> TEXTO
++++++++
A jurisprudência pátria consagrou o entendimento de que tal garantia não está condicionada a uma comunicação efetiva ao empregador, merecendo destaque a ementa lavrada no Agravo de Instrumento n.º 448.572/SP, pelo relator Min. Celso de Mello (in Informativo STF n.º 338/2004):

EMPREGADA GESTANTE. ESTABILIDADE PROVISÓRIA (ADCT ART. 10, II, 'b'). PROTEÇÃO À MATERNIDADE E AO NASCITURO. DESNECESSIDADE DE PRÉVIA COMUNICAÇÃO DO ESTADO DE GRAVIDEZ AO EMPREGADOR. RECURSO CONHECIDO E PROVIDO.
- A empregada gestante tem direito subjetivo à estabilidade provisória prevista no art. 10, II, 'b', do ADCT/88, bastando, para tal efeito de acesso a essa inderrogável garantia social de índole constitucional a confirmação objetiva do estado fisiológico de gravidez, independentemente, quanto a este, de sua prévia comunicação ao empregador, revelando-se írrita, de outro lado e sob tal aspecto, a exigência de notificação à empresa, mesmo quando pactuada em sede de negociação coletiva. Precedentes.
++++++++
> PEDIDO 1
Reproduza sem alterações o trecho do texto sobre a estabilidade da gestante que começa com as palavras contendo "- A empregada" e termina com "negociação coletiva. Precedentes.".
> PEDIDO 2
Retome o texto sobre a estabilidade provisória da empregada gestante, escrevendo a continuação a partir do ponto em que ele para.

> DADOS EXIBIDOS
++++++++
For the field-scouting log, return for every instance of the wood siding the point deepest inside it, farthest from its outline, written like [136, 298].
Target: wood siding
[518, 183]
++++++++
> RESPOSTA ESCRITA 1
- A empregada gestante tem direito subjetivo à estabilidade provisória prevista no art. 10, II, 'b', do ADCT/88, bastando, para tal efeito de acesso a essa inderrogável garantia social de índole constitucional a confirmação objetiva do estado fisiológico de gravidez, independentemente, quanto a este, de sua prévia comunicação ao empregador, revelando-se írrita, de outro lado e sob tal aspecto, a exigência de notificação à empresa, mesmo quando pactuada em sede de negociação coletiva. Precedentes.

> RESPOSTA ESCRITA 2
Conforme aludido no tópico anterior, a Corte Constitucional exarou entendimento de que o benefício do salário-maternidade não se estendia à mãe adotiva, não obstante pudesse sê-lo, desde que por previsão legislativa infraconstitucional. Eis a ementa do acórdão da 1ª turma do STF:

EMENTA: Não se estende à mãe adotiva o direito à licença, instituído em favor da empregada gestante pelo inciso XVIII do art. 7º, da Constituição Federal, ficando sujeito ao legislador ordinário o tratamento da matéria. (RE 197807/RS, Min. Octávio Gallotti, julgamento: 30/05/2000, 1ª Turma, publicado no DJ 18/08/2000, pp. 00093).

Esta questão foi superada com a edição da Lei n.º 10.421/00, como vimos acima.

Com a edição da Emenda Constitucional n.º 20/98, que tratou da reforma do sistema da Previdência Social, dispõs-se em seu art. 14 que os benefícios previdenciários encontrariam limite no patamar inicial de R$ 1.200,00 (mil e duzentos reais). Este teto vem sendo corrigido desde então.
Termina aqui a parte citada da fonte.